• _Datos de entrada_:
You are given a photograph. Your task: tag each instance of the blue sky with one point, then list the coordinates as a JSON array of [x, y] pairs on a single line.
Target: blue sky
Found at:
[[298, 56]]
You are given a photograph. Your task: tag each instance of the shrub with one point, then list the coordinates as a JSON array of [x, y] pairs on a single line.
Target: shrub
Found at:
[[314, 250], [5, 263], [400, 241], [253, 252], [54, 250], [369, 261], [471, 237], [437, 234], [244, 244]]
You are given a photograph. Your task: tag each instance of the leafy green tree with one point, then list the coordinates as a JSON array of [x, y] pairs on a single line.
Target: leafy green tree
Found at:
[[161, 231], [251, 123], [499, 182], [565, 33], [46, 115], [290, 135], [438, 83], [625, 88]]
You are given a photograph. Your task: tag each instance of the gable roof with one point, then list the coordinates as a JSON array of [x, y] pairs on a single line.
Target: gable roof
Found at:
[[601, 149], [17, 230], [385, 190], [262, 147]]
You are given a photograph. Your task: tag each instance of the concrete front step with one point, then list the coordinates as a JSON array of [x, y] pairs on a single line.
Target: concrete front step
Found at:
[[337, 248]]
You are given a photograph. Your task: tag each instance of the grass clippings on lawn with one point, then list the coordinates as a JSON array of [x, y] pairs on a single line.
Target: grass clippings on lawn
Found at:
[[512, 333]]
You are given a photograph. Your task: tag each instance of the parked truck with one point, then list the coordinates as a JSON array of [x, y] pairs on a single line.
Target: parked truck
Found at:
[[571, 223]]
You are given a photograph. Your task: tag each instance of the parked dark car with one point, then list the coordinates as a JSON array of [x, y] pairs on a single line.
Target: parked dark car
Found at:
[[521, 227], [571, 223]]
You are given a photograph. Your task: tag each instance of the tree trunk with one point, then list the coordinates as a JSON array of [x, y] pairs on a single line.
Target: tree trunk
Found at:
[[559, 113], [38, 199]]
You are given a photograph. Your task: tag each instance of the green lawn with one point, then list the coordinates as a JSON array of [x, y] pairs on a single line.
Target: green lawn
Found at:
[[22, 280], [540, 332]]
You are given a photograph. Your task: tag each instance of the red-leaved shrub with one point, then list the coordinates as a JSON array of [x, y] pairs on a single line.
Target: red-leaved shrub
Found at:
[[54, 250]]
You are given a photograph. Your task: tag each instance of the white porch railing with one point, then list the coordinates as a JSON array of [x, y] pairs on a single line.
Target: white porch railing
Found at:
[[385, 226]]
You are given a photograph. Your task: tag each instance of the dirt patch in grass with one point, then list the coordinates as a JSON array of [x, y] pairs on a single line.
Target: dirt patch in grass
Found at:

• _Objetivo planteado_: Reproduce todos los registros línea por línea, sin cambiar ni omitir nada.

• _Respuesta a la tarea_:
You are given a photograph. Your task: tag each instance of the blue sky with one point, then list the coordinates as a JSON array of [x, y] pairs on a single line.
Target: blue sky
Found at:
[[298, 56]]
You are given a photograph. Your task: tag each instance of the shrub with one point, then list the coordinates as a JSON array of [x, y] pairs on a single line.
Target: shrub
Found at:
[[314, 250], [5, 263], [400, 241], [253, 252], [54, 250], [369, 261], [471, 237], [437, 234], [244, 244]]
You are given a photograph. Your task: tag each instance of the leafy green tree with one point, then list the coordinates as a JSON array of [x, y] pairs on a single line.
Target: leafy green tree
Found at:
[[161, 231], [251, 123], [499, 182], [565, 33], [46, 115], [290, 135], [438, 83], [625, 88]]
You are given a photograph. Your task: tag each instance of the gable roof with one point, then list the coordinates as a JSON array of [x, y] pairs on a single line.
Target: gable roof
Found at:
[[601, 149], [17, 230], [385, 190], [262, 147]]
You are given a photograph. Your task: tag each instance of the concrete front step with one point, then list the coordinates as a JSON array of [x, y] pairs on a single line.
Target: concrete front step
Found at:
[[337, 248]]
You are given a photograph. Your task: tag each instance of the grass clippings on lawn with one point, then list the coordinates as a JSON array of [x, y] pairs on a single line.
Target: grass clippings on lawn
Found at:
[[512, 333]]
You are given a photograph. Your task: tag each instance of the parked truck with one point, then list the coordinates as a JSON array of [x, y] pairs on a single line.
Target: parked truck
Found at:
[[571, 223]]
You are given a photograph. Your task: tag each instance of the parked dark car with one point, then list the coordinates as a JSON array of [x, y] pairs on a single line.
Target: parked dark car
Found at:
[[521, 227], [571, 223]]
You are given a photograph. Your task: tag each instance of the tree trunk with one point, then list the coordinates as a JSON array of [x, y] pairs on a single line.
Target: tree trunk
Found at:
[[559, 113], [38, 199]]
You are given a photograph. Your task: tag each instance of the green lawn with one point, then list the coordinates as a JSON array of [x, y] pairs on a single line.
Target: green lawn
Found at:
[[22, 280], [540, 332]]
You are given a photograph. Your task: tag each instance of the red-leaved shrub with one point, then list the coordinates as a JSON array of [x, y] pairs on a single line.
Target: red-leaved shrub
Found at:
[[54, 250]]
You are given a photograph. Your task: tag each instance of the white porch railing with one point, then list the coordinates as a JSON array of [x, y] pairs on a single line.
Target: white porch railing
Found at:
[[385, 226]]
You are given a photograph. Your task: tag each instance of the dirt patch in grass with one point, then list the coordinates as a JSON array of [x, y] pairs on a single line.
Target: dirt patch in grass
Found at:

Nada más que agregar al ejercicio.